■ **Consigne 1**
Répondez à ces questions d'après le texte sur René Girard :
(a) Quel est le titre du deuxième livre de Girard, et en quelle année a-t-il paru ?
(b) Comment Girard nomme-t-il l'antagonisme généralisé né des rivalités mimétiques ?
(c) Qu'arrive-t-il au groupe si le mécanisme du tous contre un ne se déclenche pas ?
■ **Consigne 2**
Citez le texte sur René Girard depuis « Résumé : On désire » jusqu'à « être véritablement satisfait. » inclus.
■ **Consigne 3**
Prolongez le texte sur René Girard à partir de sa dernière phrase.

─── Texte fourni ───

601. Faire sienne la pensée de René Girard

Publié le par marike

Mon point de vue à partir d'un résumé et extraits de la page de Wikipédia, et quelques autres échos sur René Girard dans « Le Figaro »... Ma compréhension.

Résumé : On désire quelque chose qu’un autre possède. Il y a là 3 éléments : 2 êtres humains : le désirant et le désiré (= le modèle, le médiateur), et la chose désirée.  Notre désir est toujours suscité par le désir qu'un autre – le modèle – a d'un objet quelconque. Selon Girard, tout désir est l'imitation du désir d'un autre. Le caractère mimétique du désir. « tout désir est désir d’être », aspiration à la plénitude ontologique attribuée au médiateur. En cela, contrairement au besoin, le désir humain recèle un caractère infini, au sens où il ne peut jamais être véritablement satisfait.

R Girard expose le mécanisme victimaire ou mécanisme de la victime émissaire, à l’origine du religieux archaïque, dans son deuxième livre, La violence et le sacré (1972).

Rivalités et conflit mimétique : Si deux individus désirent la même chose il y en aura bientôt un troisième, un quatrième. Le processus fait facilement 
boule de neige. L’objet est vite oublié, les rivalités mimétiques se propagent, et le conflit mimétique se transforme en antagonisme généralisé : le chaos, l'indifférenciation, « la guerre de tous contre tous » de Hobbes, ce que Girard appelle la crise mimétique.            

Le « bouc émissaire » : Comment cette crise peut-elle se résoudre, comment la paix peut-elle revenir ? Pour Girard, cette énigme ne fait qu'un avec le problème de l'apparition du sacré. C'est précisément au paroxysme de la crise de tous contre tous que peut intervenir un mécanisme salvateur : le tous contre tous violent peut se transformer en un tous contre un. S'il ne se déclenche pas, c'est la destruction du groupe.   
            Description de ce  mécanisme : il en est un parce qu’il découle du mimétisme lui-même. À mesure que les rivalités mimétiques s'exaspèrent, les rivaux tendent à oublier les objets qui en furent l'origine et sont de plus en plus fascinés les uns par les autres. À ce stade de fascination haineuse, la sélection d’antagonistes va se faire de plus en plus contingente, instable, rapidement changeante, et il se pourra alors qu'un individu, parce qu'un de ses caractères le favorise, focalise alors sur lui l'appétit de violence. Que cette polarisation s'amorce, et par un effet boule de neige mimétique elle s'emballe : la communauté tout entière (unanime !) se trouve alors rassemblée contre un individu unique. Ainsi la violence à son paroxysme aura alors tendance à se focaliser sur une victime arbitraire et l'unanimité à se faire contre elle.

─── Informations extraites ───

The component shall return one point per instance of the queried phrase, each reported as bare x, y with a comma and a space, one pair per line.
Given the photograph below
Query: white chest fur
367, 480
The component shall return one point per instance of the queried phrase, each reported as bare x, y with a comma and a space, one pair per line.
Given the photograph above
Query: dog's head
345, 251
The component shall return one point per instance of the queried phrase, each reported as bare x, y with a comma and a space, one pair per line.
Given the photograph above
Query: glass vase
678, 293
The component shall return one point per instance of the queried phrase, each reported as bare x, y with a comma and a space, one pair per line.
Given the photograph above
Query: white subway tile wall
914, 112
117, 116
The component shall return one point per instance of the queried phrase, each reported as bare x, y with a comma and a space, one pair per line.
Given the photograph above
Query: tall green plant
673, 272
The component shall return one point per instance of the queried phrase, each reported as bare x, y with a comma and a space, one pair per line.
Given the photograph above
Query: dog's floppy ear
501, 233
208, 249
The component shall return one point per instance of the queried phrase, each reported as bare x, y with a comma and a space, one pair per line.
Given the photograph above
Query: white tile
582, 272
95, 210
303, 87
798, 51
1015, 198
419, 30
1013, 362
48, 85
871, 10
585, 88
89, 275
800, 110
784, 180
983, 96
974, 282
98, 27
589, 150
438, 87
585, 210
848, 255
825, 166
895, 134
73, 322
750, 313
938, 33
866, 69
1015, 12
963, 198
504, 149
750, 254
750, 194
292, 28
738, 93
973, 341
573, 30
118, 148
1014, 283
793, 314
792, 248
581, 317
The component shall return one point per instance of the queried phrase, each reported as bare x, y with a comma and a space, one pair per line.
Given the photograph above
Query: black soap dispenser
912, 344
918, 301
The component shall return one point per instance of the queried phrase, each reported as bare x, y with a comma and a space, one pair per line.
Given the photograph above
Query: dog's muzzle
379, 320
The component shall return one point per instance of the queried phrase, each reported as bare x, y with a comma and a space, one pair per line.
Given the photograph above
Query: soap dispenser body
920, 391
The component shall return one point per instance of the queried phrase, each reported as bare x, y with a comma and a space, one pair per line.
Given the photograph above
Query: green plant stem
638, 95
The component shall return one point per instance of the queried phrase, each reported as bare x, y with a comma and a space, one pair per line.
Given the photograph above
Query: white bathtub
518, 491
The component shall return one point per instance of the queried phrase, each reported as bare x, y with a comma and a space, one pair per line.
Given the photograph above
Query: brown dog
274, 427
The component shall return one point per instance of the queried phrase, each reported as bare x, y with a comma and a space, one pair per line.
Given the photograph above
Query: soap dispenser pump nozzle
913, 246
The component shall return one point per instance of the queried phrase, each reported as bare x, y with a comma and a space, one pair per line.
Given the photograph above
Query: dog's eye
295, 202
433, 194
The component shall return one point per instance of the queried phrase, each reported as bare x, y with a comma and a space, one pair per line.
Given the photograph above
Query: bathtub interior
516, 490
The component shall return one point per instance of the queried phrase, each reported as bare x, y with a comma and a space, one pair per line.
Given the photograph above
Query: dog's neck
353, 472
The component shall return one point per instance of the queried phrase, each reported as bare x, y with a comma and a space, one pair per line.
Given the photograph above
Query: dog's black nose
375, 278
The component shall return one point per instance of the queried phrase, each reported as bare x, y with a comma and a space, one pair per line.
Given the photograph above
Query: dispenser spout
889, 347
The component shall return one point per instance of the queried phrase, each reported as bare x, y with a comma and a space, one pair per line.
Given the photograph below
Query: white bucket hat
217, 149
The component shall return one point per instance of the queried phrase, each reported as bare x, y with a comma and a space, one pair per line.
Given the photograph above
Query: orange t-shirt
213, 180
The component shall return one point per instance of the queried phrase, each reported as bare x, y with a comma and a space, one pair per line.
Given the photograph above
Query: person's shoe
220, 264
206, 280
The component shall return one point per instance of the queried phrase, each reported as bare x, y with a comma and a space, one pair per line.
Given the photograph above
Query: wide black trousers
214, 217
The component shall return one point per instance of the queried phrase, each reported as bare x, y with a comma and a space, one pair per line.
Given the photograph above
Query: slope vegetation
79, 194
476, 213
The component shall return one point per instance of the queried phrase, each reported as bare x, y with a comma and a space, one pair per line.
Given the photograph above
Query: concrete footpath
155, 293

───

■ **Réponse attendue 1**
(a) La violence et le sacré, paru en 1972.
(b) La crise mimétique.
(c) Le groupe est détruit.

■ **Réponse attendue 2**
Résumé : On désire quelque chose qu’un autre possède. Il y a là 3 éléments : 2 êtres humains : le désirant et le désiré (= le modèle, le médiateur), et la chose désirée.  Notre désir est toujours suscité par le désir qu'un autre – le modèle – a d'un objet quelconque. Selon Girard, tout désir est l'imitation du désir d'un autre. Le caractère mimétique du désir. « tout désir est désir d’être », aspiration à la plénitude ontologique attribuée au médiateur. En cela, contrairement au besoin, le désir humain recèle un caractère infini, au sens où il ne peut jamais être véritablement satisfait.

■ **Réponse attendue 3**
            La sacralisation rituelle de la victime : L'élimination de la victime fait tomber brutalement l'appétit de violence dont chacun était possédé l'instant d'avant et laisse le groupe subitement apaisé et hébété. La victime gît devant le groupe, apparaissant tout à la fois comme la responsable de la crise et l'auteur de ce miracle de la paix retrouvée. Elle devient sacrée c'est-à-dire porteuse du pouvoir prodigieux de déchaîner la crise comme de ramener la paix. René Girard pense ainsi avoir découvert la genèse du religieux archaïque : du sacrifice rituel comme répétition de l'événement originaire, du mythe comme récit de cet événement, des interdits qui sont l'interdiction d'accès à tous les objets à l'origine des rivalités qui ont dégénéré dans cette crise absolument traumatisante. Cette élaboration religieuse se fait progressivement au long de la répétition des crises mimétiques dont la résolution n'apporte la paix que de façon temporaire. Pour Girard, l'élaboration des rites et des interdits constitue une sorte de savoir empirique sur la violence : la rivalité mimétique, l’obstacle que constitue le rival, ou 
Satan qui symbolise le processus mimétique tout entier depuis la rivalité jusqu’à la résolution victimaire fondatrice d’un nouvel ordre.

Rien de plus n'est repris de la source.